Record list:

* begin *

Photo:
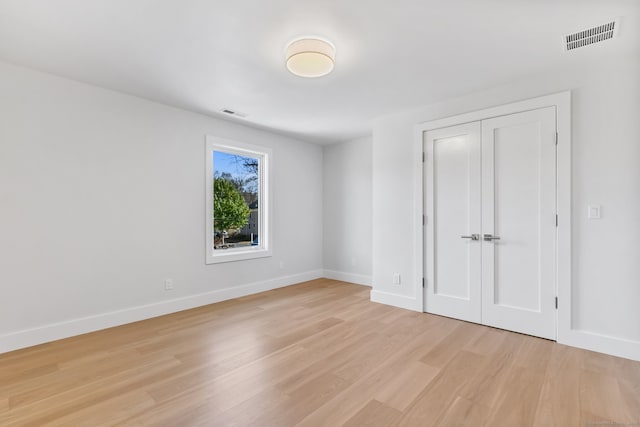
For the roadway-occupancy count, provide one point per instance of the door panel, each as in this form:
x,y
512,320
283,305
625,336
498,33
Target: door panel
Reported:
x,y
518,206
453,207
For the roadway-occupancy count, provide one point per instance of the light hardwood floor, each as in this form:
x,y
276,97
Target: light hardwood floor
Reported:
x,y
315,354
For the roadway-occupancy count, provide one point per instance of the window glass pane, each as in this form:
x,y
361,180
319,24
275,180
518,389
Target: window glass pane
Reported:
x,y
236,204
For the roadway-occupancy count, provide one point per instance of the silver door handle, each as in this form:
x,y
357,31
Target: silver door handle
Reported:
x,y
490,237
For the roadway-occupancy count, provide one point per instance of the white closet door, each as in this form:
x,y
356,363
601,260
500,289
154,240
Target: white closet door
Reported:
x,y
452,201
519,208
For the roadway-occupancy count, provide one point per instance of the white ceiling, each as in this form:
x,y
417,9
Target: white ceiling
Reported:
x,y
207,55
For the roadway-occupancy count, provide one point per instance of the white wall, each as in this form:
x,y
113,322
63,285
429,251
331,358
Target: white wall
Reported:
x,y
102,197
605,171
347,217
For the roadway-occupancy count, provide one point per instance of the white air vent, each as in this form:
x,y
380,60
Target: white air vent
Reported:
x,y
592,35
233,113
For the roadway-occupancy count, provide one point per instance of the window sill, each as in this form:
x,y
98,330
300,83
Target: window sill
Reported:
x,y
230,255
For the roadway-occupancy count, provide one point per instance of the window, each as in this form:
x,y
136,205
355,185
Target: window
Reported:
x,y
237,201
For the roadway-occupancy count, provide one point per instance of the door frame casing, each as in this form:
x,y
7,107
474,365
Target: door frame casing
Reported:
x,y
562,102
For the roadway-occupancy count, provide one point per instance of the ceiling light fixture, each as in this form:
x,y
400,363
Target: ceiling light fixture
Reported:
x,y
310,57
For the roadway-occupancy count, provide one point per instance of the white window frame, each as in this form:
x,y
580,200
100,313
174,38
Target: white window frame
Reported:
x,y
263,249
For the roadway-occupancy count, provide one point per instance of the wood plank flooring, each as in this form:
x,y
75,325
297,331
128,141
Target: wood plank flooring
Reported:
x,y
314,354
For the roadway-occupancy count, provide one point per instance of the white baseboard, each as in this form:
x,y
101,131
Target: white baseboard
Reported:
x,y
614,346
55,331
358,279
396,300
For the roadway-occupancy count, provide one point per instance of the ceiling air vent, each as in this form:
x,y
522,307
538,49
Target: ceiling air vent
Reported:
x,y
233,113
592,35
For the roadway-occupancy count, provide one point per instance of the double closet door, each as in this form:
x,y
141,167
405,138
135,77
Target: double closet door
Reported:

* end *

Begin at the line that has "window sill, each" and stop after the last line of the items. Write out every line in that span again, requests included, adding 134 to each coordinate in the reported points.

Task result:
For the roadway-occupancy count, provide one point per instance of the window sill, each as in this form:
x,y
98,330
300,83
Target: window sill
Reported:
x,y
364,389
For the roadway-occupancy count, provide one point per instance of the window, each as in this form:
x,y
136,205
355,185
Target: window
Reported:
x,y
371,335
For the roadway-occupancy count, provide one point per instance of the door frame casing, each as in this form:
x,y
7,107
474,365
Target: door frame casing
Reported:
x,y
696,236
For the roadway-occupancy count, provide one point per instance of the ceiling light fixture, each as in this form:
x,y
400,363
Target: ceiling light fixture
Reported:
x,y
444,191
For the roadway-occupancy count, provide one point per instance of the white window frame, each as in this form:
x,y
580,200
100,313
174,38
Target: white window frame
Reported:
x,y
397,383
For the roadway-occupancy count, provide one point per instance of the wood plank flooring, each as in this form:
x,y
75,325
297,331
128,141
Target: wood plank flooring
Reported:
x,y
448,488
For the roadway-occupancy count, provide one point per instance of the white baseboard, each as in this form:
x,y
101,131
Target: white baseboard
Reported:
x,y
748,480
189,465
492,413
530,434
For the roadway-occupancy count, provide one point per instance of the ceiling air vent, each as in this form:
x,y
522,307
538,49
Target: ceiling air vent
Reported:
x,y
367,247
726,169
For the roadway-occupancy count, provide one point per instance of the double closet door, each as in this form:
x,y
141,167
405,138
135,77
Target: double closet door
Reported:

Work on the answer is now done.